**What you need to do:**
Gather each line of the entries below that contains the word "sidewalk", and copy those lines in full.

··· Given data

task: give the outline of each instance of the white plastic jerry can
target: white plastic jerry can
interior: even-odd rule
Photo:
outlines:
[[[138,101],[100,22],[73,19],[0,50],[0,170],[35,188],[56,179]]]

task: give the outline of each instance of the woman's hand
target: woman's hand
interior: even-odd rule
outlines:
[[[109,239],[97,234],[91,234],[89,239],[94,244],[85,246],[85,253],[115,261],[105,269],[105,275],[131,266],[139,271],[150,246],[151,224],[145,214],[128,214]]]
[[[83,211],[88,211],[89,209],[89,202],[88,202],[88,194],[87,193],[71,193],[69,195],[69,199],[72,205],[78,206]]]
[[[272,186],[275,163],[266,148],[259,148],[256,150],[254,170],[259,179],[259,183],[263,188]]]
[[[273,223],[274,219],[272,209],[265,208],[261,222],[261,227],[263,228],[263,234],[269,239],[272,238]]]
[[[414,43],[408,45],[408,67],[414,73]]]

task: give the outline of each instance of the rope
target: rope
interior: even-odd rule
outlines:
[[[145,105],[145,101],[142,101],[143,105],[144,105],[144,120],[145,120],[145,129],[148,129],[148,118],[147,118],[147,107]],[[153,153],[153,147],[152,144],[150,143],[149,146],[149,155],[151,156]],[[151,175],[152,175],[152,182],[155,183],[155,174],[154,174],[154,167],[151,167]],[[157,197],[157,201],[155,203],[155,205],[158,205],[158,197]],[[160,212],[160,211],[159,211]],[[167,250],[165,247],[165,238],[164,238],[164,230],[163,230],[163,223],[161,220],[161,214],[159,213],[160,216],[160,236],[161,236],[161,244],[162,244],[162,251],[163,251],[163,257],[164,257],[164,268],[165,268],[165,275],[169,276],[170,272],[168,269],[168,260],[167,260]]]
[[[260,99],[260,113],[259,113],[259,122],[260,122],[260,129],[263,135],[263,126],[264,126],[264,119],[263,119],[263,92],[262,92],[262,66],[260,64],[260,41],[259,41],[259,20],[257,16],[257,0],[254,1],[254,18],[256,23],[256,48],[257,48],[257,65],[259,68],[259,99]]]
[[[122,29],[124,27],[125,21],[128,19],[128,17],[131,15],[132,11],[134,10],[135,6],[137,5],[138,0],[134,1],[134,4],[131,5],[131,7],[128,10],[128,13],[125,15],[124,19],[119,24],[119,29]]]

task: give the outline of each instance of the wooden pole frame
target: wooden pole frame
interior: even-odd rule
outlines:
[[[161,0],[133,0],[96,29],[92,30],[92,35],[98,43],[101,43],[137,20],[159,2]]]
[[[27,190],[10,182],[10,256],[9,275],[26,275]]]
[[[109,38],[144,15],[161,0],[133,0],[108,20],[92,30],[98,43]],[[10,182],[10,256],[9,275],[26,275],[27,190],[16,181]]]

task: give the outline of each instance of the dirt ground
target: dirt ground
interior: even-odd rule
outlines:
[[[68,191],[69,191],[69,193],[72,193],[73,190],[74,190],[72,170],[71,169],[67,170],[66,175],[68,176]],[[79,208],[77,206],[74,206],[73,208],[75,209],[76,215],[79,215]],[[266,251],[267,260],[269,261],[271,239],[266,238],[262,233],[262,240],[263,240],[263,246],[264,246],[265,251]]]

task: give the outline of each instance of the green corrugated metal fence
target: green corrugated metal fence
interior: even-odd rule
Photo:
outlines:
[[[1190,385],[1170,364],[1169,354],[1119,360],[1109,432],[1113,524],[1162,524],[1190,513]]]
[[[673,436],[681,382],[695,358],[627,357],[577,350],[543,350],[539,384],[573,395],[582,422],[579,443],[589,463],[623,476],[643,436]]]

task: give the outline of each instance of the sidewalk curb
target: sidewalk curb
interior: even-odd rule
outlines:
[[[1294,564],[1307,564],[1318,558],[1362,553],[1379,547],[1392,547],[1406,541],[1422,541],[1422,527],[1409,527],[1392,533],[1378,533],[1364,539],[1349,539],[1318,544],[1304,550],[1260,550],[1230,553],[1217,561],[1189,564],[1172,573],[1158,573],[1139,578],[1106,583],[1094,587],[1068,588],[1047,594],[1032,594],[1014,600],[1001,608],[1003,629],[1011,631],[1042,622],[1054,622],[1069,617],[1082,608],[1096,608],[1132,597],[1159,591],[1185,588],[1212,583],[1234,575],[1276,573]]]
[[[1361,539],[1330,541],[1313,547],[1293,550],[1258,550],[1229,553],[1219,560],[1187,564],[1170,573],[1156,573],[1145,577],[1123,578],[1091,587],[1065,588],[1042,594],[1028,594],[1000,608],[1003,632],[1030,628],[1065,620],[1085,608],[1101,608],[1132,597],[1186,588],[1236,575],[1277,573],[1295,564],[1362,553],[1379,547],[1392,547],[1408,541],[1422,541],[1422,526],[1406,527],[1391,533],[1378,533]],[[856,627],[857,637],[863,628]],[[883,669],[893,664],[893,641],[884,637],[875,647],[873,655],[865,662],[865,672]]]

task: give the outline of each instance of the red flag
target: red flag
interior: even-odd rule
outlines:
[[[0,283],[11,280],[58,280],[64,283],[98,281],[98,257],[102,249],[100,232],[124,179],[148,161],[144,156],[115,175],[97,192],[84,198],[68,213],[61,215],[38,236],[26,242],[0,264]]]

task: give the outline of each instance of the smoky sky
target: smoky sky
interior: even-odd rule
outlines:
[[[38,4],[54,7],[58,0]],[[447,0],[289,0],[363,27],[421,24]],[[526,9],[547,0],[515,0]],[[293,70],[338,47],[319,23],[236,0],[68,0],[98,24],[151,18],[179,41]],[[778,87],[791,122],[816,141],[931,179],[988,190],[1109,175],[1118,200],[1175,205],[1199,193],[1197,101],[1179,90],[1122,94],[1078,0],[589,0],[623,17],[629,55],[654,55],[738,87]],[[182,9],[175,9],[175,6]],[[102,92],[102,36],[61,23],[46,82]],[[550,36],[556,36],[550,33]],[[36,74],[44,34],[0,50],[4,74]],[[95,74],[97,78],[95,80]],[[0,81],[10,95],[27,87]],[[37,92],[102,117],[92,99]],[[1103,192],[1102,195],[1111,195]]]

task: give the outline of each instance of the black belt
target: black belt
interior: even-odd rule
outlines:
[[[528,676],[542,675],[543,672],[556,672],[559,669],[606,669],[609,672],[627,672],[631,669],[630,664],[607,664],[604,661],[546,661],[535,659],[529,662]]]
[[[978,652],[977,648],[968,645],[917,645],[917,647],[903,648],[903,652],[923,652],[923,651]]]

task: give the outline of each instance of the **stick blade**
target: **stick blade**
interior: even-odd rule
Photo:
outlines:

······

**Exercise answer:**
task: give the outline of each instance of the sidewalk curb
target: sidewalk curb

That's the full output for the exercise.